> _Problem to solve_:
Pick out every line of the listing below that contains the word "building" and copy each one. Case counts, so only lines with that exact capitalization qualify.

:: Dataset ::

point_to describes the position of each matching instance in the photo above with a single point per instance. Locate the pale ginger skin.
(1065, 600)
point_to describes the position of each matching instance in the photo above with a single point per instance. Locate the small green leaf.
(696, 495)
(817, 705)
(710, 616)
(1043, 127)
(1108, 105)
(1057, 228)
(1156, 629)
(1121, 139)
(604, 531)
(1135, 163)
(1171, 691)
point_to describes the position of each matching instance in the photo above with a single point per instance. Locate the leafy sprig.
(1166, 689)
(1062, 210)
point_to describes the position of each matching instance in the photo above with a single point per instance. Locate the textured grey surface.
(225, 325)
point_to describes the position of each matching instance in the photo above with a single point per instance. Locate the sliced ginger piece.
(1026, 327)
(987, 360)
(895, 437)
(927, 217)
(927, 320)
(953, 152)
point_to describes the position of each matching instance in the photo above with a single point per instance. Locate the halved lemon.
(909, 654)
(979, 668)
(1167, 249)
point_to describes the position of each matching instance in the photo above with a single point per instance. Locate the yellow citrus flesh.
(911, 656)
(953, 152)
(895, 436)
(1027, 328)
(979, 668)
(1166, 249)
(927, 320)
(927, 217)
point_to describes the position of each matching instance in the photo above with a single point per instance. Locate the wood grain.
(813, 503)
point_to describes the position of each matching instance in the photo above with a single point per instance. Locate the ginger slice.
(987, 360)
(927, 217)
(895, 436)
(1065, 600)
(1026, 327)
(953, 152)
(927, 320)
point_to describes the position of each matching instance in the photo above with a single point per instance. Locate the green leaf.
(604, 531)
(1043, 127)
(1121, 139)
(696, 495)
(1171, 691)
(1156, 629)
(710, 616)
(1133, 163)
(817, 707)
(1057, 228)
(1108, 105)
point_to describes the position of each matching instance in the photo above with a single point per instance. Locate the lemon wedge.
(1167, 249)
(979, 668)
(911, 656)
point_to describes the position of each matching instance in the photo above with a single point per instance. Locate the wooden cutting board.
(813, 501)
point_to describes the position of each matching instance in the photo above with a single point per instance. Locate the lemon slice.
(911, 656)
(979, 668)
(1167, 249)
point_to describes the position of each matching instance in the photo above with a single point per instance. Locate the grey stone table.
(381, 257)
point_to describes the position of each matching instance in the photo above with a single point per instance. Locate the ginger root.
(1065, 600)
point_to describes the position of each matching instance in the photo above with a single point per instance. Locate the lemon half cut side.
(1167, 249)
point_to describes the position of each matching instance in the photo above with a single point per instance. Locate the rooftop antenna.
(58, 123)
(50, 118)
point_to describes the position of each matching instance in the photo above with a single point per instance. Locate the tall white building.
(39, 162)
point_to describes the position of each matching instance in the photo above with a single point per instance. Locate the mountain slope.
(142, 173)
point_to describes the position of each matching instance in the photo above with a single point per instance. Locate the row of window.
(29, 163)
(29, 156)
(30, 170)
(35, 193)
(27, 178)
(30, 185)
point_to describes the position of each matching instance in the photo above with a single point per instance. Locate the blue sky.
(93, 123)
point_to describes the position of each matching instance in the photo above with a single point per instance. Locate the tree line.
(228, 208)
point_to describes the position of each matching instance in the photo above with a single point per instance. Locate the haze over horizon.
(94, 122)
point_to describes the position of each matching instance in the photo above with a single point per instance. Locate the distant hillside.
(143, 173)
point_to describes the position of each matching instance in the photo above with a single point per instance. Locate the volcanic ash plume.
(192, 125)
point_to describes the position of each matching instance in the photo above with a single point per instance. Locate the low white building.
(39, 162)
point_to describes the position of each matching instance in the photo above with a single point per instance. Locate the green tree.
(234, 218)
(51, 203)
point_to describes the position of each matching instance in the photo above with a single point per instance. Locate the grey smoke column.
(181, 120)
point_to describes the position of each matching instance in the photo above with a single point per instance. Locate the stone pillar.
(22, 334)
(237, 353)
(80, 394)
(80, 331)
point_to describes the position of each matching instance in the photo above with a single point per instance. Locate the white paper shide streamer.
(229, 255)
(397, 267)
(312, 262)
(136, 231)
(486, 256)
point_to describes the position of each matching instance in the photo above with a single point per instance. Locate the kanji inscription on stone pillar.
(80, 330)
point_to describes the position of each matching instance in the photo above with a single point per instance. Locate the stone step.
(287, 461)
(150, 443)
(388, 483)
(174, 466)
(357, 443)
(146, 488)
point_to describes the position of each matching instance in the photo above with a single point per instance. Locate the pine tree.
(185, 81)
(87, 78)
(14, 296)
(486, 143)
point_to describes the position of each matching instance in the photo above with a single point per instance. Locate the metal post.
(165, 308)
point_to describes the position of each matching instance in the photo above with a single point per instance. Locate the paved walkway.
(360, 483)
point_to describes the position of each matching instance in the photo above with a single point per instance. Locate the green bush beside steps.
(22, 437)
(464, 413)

:::
:: Dataset ::

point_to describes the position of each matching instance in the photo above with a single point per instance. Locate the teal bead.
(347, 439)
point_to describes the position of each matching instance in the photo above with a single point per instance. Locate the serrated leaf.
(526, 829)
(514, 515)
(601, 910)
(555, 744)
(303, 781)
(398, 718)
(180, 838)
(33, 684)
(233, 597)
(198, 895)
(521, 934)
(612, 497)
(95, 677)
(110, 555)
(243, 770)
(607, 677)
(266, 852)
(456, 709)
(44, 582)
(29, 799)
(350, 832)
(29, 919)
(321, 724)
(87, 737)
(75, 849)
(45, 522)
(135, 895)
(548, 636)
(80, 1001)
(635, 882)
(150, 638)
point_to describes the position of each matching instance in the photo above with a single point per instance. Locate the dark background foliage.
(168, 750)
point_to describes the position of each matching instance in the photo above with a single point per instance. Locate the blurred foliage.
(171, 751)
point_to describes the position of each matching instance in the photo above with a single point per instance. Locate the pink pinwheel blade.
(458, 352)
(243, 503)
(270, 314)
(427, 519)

:::

> _Problem solution_:
point_to describes the position of each matching instance in the photo above with a single point per instance. Locate the tall white building.
point_to describes the position of each matching instance in the photo above with a single point per instance. Locate the low white building.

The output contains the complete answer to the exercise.